* Start DATASET RECORDS *

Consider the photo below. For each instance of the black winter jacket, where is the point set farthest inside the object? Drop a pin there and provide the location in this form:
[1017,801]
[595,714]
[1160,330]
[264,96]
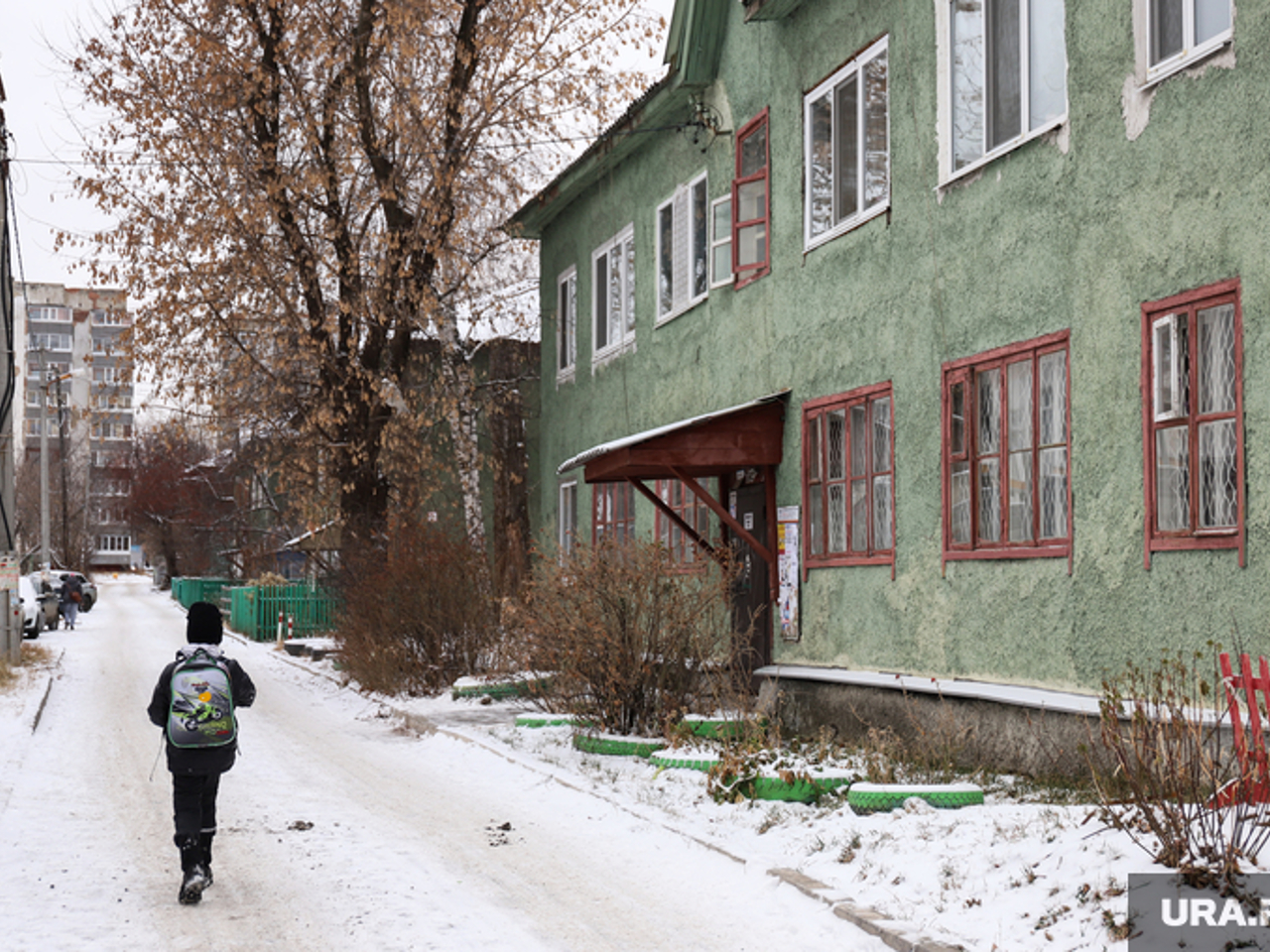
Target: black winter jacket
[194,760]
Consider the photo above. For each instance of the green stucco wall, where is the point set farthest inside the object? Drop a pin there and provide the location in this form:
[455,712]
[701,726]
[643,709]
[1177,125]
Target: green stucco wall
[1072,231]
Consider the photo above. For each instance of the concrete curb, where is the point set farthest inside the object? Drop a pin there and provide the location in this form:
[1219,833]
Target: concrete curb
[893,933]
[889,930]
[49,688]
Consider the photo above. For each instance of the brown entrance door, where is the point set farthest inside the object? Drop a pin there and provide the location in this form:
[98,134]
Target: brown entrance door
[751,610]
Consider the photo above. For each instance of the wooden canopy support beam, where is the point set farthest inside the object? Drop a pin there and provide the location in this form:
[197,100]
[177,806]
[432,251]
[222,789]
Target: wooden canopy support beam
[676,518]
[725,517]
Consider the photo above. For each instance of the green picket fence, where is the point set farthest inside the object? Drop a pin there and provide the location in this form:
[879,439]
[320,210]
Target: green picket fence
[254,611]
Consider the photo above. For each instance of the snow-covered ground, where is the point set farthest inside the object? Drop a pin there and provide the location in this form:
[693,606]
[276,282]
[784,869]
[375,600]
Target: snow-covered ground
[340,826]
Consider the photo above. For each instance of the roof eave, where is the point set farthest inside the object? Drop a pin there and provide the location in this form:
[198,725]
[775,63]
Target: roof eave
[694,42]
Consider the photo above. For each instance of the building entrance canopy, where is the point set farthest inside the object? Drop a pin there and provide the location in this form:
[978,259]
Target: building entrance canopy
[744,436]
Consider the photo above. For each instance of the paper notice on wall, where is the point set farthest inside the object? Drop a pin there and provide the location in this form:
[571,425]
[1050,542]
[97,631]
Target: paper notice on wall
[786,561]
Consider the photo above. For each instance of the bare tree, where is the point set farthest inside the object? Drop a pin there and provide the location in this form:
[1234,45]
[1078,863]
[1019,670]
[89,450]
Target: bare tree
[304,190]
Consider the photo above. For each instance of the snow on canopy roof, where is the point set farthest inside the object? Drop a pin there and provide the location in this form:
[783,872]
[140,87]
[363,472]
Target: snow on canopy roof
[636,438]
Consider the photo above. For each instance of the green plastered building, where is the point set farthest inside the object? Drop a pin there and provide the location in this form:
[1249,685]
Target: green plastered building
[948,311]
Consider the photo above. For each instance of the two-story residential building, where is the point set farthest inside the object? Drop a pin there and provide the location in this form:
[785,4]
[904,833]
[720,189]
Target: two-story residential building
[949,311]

* End DATASET RECORDS *

■ **BRIEF**: Copy all of the records above word for word, but leave out the pictures.

■ **SOLUTION**:
Consider the photo below. For each instance of the black winter jacket, where is the point set farthest inside the object? Drop a pin there and provide the location in this form:
[1017,801]
[595,714]
[1160,330]
[264,96]
Target: black winter jacket
[194,760]
Consider the photo above. For each instance of the green stucco wall, where is the point set farthest inside the object? Drop a pin there and provide the location in this form:
[455,712]
[701,726]
[643,709]
[1177,125]
Target: green stucco wall
[1072,231]
Consider the photo above. For each instance of the concrete curb, where is the point set farthest inside the object? Drop a pin there and provide the location in this form:
[1219,833]
Target: concrete curb
[893,933]
[889,930]
[49,688]
Consider the photo above. For each instance of the brown entrance door, where is the point set farthest inside the object? Drop a pin there and provide the location in this form:
[98,134]
Target: brown entrance door
[751,610]
Consider the photo above. For each instance of the wooden canopy support beam, where is the point set farthest inside the object? Drop a pin there and provide the location in this form:
[197,100]
[177,806]
[432,251]
[222,789]
Target: wooden canopy support beam
[676,518]
[725,517]
Consider the photo above. For each instance of the green picket fence, where is the point set farthest inside the object? Drop a pin there and provide the location in this form:
[879,439]
[320,210]
Target: green picket fence
[254,611]
Consider the photo above. For each instance of the snow-covered ground, where is the point set farthest inside the object? Drop a pin there and provide the location in this form:
[693,606]
[276,282]
[784,869]
[375,600]
Target: snow-covered ground
[340,826]
Consider the photo above. For each instance of the roof eave, where is the point set farthest inside the object? Drop a pin there and provide the location in this form:
[198,725]
[775,63]
Target: roof eave
[694,42]
Consider the photo above. For each instance of the building entrance canopy, where is the point set farthest inside the object? Drop a pin there and provide the location in this form:
[978,259]
Target: building entrance canopy
[744,436]
Consider the photo above. For each instance of the paper notice on wall, where is the point set farthest inside the object? Drop a pin there and provide the location in this form:
[571,425]
[1050,542]
[97,631]
Target: paper notice on wall
[786,561]
Consider the photo above. For each instance of the bare tree, where is the point set farthest inside the object? Drop a pin there and provide the location in this form:
[1234,45]
[1078,863]
[1019,670]
[89,450]
Target: bare tree
[304,190]
Consider the photo above. For each instance of the snow on canopy roof, where is the point set farthest inside the object? Drop a pin there and provide the location in this form:
[783,872]
[140,87]
[363,472]
Target: snow on canopy roof
[636,438]
Consider the photo above. For each instance of the green plastered building, where is the point set farthest inside the object? Drop a pin there and provide the location in this form:
[1249,685]
Target: green plastered building
[948,311]
Consider the photo above. For each instance of the two-story residential building, where is the point set farthest inside the object? Drop a pin there and provide the location in this form:
[785,4]
[904,833]
[720,189]
Target: two-story residential building
[949,311]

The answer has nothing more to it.